PROBLEM STATEMENT
What follows is a set of records; repeat all of them exactly.

INFORMATION SHOWN
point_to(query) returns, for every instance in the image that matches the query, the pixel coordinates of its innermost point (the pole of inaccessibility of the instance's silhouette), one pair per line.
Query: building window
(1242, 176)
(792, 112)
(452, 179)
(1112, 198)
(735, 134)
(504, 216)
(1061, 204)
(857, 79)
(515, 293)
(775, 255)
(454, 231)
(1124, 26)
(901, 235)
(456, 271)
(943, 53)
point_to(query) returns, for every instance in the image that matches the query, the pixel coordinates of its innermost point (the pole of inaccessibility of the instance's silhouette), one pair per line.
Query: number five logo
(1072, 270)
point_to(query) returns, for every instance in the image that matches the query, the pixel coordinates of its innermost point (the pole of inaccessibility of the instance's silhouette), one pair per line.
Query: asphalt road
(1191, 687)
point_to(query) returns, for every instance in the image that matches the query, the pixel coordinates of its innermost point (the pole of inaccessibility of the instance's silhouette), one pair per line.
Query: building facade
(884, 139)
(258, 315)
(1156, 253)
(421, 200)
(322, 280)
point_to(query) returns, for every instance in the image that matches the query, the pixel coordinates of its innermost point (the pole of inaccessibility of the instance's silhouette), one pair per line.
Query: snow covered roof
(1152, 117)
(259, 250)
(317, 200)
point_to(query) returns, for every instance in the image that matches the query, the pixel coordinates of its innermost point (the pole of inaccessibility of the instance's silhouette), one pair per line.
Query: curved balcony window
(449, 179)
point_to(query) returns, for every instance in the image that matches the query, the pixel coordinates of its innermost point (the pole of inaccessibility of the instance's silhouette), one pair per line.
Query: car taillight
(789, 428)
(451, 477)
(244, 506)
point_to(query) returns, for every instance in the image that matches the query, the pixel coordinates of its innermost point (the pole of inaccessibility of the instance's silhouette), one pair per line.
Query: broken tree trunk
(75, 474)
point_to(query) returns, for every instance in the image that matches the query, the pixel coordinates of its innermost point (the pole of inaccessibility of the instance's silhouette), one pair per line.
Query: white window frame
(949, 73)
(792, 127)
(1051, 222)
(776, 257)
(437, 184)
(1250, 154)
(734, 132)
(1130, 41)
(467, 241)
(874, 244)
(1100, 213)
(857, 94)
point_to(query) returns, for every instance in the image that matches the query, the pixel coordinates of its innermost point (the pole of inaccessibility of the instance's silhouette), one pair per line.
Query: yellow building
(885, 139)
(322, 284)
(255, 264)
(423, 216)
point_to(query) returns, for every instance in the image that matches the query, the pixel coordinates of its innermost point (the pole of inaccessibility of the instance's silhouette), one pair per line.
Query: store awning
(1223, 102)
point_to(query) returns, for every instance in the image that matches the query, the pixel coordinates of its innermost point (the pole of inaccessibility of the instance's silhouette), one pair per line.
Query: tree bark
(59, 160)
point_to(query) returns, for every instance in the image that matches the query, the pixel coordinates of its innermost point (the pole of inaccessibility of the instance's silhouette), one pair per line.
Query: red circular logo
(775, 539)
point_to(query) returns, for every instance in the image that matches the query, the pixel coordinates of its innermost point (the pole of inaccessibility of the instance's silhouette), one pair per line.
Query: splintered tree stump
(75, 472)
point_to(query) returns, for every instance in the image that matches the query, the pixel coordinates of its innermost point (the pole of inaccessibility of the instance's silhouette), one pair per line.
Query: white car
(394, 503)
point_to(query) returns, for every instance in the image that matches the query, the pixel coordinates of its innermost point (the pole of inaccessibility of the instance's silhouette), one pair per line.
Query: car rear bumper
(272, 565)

CORRECT RESPONSE
point_to(query) returns, for every instance in the image that matches the query, the pixel coordinates of its innermost point (the pole of inaccessibility of the instance's silhouette), one pair per line.
Query: building window
(1242, 176)
(792, 112)
(452, 179)
(1112, 198)
(735, 134)
(504, 216)
(1061, 204)
(857, 79)
(515, 293)
(775, 255)
(454, 231)
(1124, 26)
(901, 235)
(456, 271)
(943, 53)
point_to(query) returns, for every instance in the image that matches the query, the pixel coordinates of its innermost point (the pole of inaccessibility of the instance's silhouette), one pair per line.
Query: number five logo
(1072, 270)
point_to(query) returns, for every instance in the image that matches the query, the pixel coordinates of its innermost point (the pole of inaccessibility of the instance's silhouette), one pair per line.
Query: asphalt road
(1191, 687)
point_to(query) returns, for every instance in the image that matches the query, the pixel coordinates of its innermost point (the pole of inaccessibility of the instance's silhouette), one pair per line.
Query: building facade
(884, 139)
(258, 315)
(1156, 253)
(421, 200)
(322, 280)
point_to(query) returns, for every instance in the image that matches the query, the pixel coordinates of its innermost point (the pole of inaccessibility of the instance's silhouette), one pair per line.
Query: snow covered roof
(1152, 117)
(259, 250)
(317, 200)
point_to(query) returns, for every instance in the image that matches the query, the pixel coordinates of its innermost point (the pole of inaccessibility of the instance's silhouette), one pair per line.
Query: curved balcony window
(449, 179)
point_to(query) returns, for every instance in the image that matches the query, the pixel coordinates of its innermost point (the pole of inaccessibility of the instance's silhouette), one pair per line.
Query: car taillight
(789, 428)
(451, 477)
(244, 506)
point_to(query) returns, for every instance in the image that matches the query, the pixel coordinates of its innermost point (the pole of inaccessibility of the instance's silhouette), one pair per line.
Query: broken tree trunk
(75, 474)
point_to(query) returns, for every instance in the image that matches the query, the pixel coordinates of its innermost point (the pole of inaccessibility of the instance's silhouette), one pair per line.
Query: white window frame
(949, 73)
(792, 127)
(1051, 222)
(776, 257)
(437, 184)
(1250, 154)
(734, 132)
(1130, 41)
(467, 241)
(874, 244)
(1100, 213)
(857, 94)
point_to(query) returns, for every instance in the image that matches the query, the pixel coordinates of its innermost point (the pole of inaccessibility of the instance's silhouette), one pair per line.
Query: yellow building
(885, 139)
(322, 284)
(255, 264)
(423, 216)
point_to(query) returns, for every instance in the image that matches the query, the pixel coordinates of its innermost point (the pole of inaccessibility of the instance's silhouette), one pair per line.
Query: store awning
(1223, 102)
point_to(query) returns, for every instance in the image that matches the query, the pixel coordinates of its innermost point (the pole of inaccessibility of the instance's silhouette), one pair per line.
Query: tree bark
(59, 160)
point_to(query) returns, for every instance in the image that matches the query, the pixel coordinates of its innermost point (the pole of inaccessibility of the instance's silhouette), one pair per line.
Query: red circular logo
(775, 539)
point_to(query) returns, for every instance in the image that matches the query, the pixel coordinates of its innermost point (the pole of inaccessibility of the instance's silhouette), one pair per line.
Query: splintered tree stump
(75, 472)
point_to(query) returns, for every instance in the image that matches the query, the pixel coordinates of its innermost point (the pole of inaccessibility of the instance's silhouette), one pair per line.
Query: white car
(394, 503)
point_to(query) returns, for every instance in the image that matches the query, the pixel coordinates of its innermost point (the pole of inaccessibility of the instance's silhouette), one pair per line.
Query: car rear bumper
(272, 565)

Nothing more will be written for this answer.